▶ [PARTS OF THE EXERCISE]:
1. Duplicate the part of the jam fundraiser article between "Another challenge, but" and "and locally sourced.", inclusive.
2. Answer these questions from the jam fundraiser article:
(a) Which organization receives the money raised?
(b) On what date did the jam go on sale this year?
(c) How many flavors were available this year?
3. Resume the article about the jam fundraiser from where it stops.

▶ [SELECTED TEXT]:
One man. Two dogs. 1,100 jars. Six weeks. And, if all goes to plan, approximately $4,400 in happy holiday homes for shelter animals.
Every winter, Tim Straubel, a professor of German in WKU’s Department of Modern Languages, embarks on the undertaking of selling his homemade jams to raise donation money for the Bowling Green-Warren County Humane Society.
In the past, he has raised as much as over $3,000 in a year, all of which goes to reduce the adoption prices for homeless animals who might otherwise have difficulty being adopted, particularly seniors, those with greater medical needs, long-time shelter residents and pairs of animals that must be adopted together.
“Lil’ MO Jam,” as Straubel calls his enterprise, becomes available for sale on the first Monday in November (this year on November 6), but the process starts much earlier. He said the complete timeline for gathering the ingredients, cooking the jam and then jarring the final product takes about six weeks. This is due to a number of factors, he said, especially that he does both the making and selling of the jam almost entirely on his own, without making any personal profit, all while working full-time as a professor.
Another challenge, but one he embraces, is ensuring that all or nearly all of the produce he uses comes from all-natural sources. Aside from the typical additives required to make jam, namely sugar and pectin (a starch found in plant cells that makes jam able to hold its shape), and the occasional out-of-season fruits (such as strawberries) that he must buy from the store, he said that all of his ingredients come from his garden or the farms and gardens of people he knows. Even the lemons for lemon juice, the only preservatives he said he uses in the jams, are naturally and locally sourced.
“It’s the way I’m able to kind of keep the cost down,” he said. “I pay for all the jars myself, and I have to buy all the sugar myself and I have to buy pectin.”
Straubel also said that, because the availability of different ingredients changes from year to year, the available flavors are also always changing. In Lil’ MO’s first season, he was able to sell peach and raspberry. This year, his ingredients allowed for a total of 51 different flavors, from Strawberry-Lemon and Cinnamon-Pear to Mango-Pear-Lime, and even some with a little kick from bourbon, margarita or fruit daquiri.
Straubel had no plans of selling his jams the first season that he produced them, he said. Simply pursuing a hobby, he made a small quantity in limited flavors to give out to friends, family and coworkers. However, he said, many people advised him that he could be very successful if he began selling them.

▶ [RECORDED INFORMATION]:
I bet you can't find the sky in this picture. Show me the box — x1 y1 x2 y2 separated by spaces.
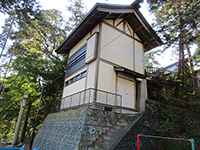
0 0 180 67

▶ [ANSWERS]:
1.
Another challenge, but one he embraces, is ensuring that all or nearly all of the produce he uses comes from all-natural sources. Aside from the typical additives required to make jam, namely sugar and pectin (a starch found in plant cells that makes jam able to hold its shape), and the occasional out-of-season fruits (such as strawberries) that he must buy from the store, he said that all of his ingredients come from his garden or the farms and gardens of people he knows. Even the lemons for lemon juice, the only preservatives he said he uses in the jams, are naturally and locally sourced.

2.
(a) The Bowling Green-Warren County Humane Society
(b) November 6
(c) 51

3.
“And I just said, ‘I couldn’t sell it, that’s not right, that’s not why I do it,’ he said, “‘I just make it because it’s fun.’”
Things became clear to him, he said, when the idea came to him to give away the proceeds to a charitable cause. He thought of his two dogs, both shelter animals themselves, and the struggle that they went through to get adopted because they were emotionally attached to each other and had to be adopted together.
Combining their names, Maggie and Owen, into an acronym, Straubel created Lil’ MO Jams in the late fall of 2011. At the end of the holiday season, he was happy to have raised $375 to benefit future beloved pets just like his. The next year, however, interest soared and he brought in around $1,200, and just a year later, proceeds more than doubled to total $3,113.
At the beginning of the 2017 holiday season, Straubel said he had 1,100 jars of jam available for purchase, and as of Friday, Nov. 17, customers ordered about 800 jars. He said that he will continue to sell the jams until all 300 remaining jars have been bought, and if all customers follow through on paying for their orders, he will have raised around $4,400.
Straubel said he feels support from his colleagues in the Department of Modern Languages, as well as from students in his classes, who he noted are especially enthusiastic to help his cause.
“It’s actually super nice when they only buy two jars of jam,” he said, “and then they give me a $20 bill to pay for their jam…and they say, ‘keep the change, it’s going for a good cause.’ Considering how students ‘never have any money,’ that they’re still willing to give to a cause, that is heart-warming.”
Lil’ MO Jams are available at $4 a jar, and can be ordered by writing in the red “Lil’ MO’s binder” in the Modern Languages Department office on the second floor of the Ivan Wilson Fine Arts Center, by messaging Straubel on his Facebook or by sending him an email at [email protected]
During the late fall season, Straubel has made many Facebook posts promoting the jams, and often includes pictures of his dogs because he said he donates to the Humane Society as an extension of his love for them. He said they do not need the money or awareness raised from the sales because they are “spoiled enough,” and he wants to give that life to others like them.
“This money,” he said, “is to make sure other animals at the shelter can get lucky and find a mom or a dad or a family that loves them just as much and they can be also spoiled rotten for the rest of their lives.”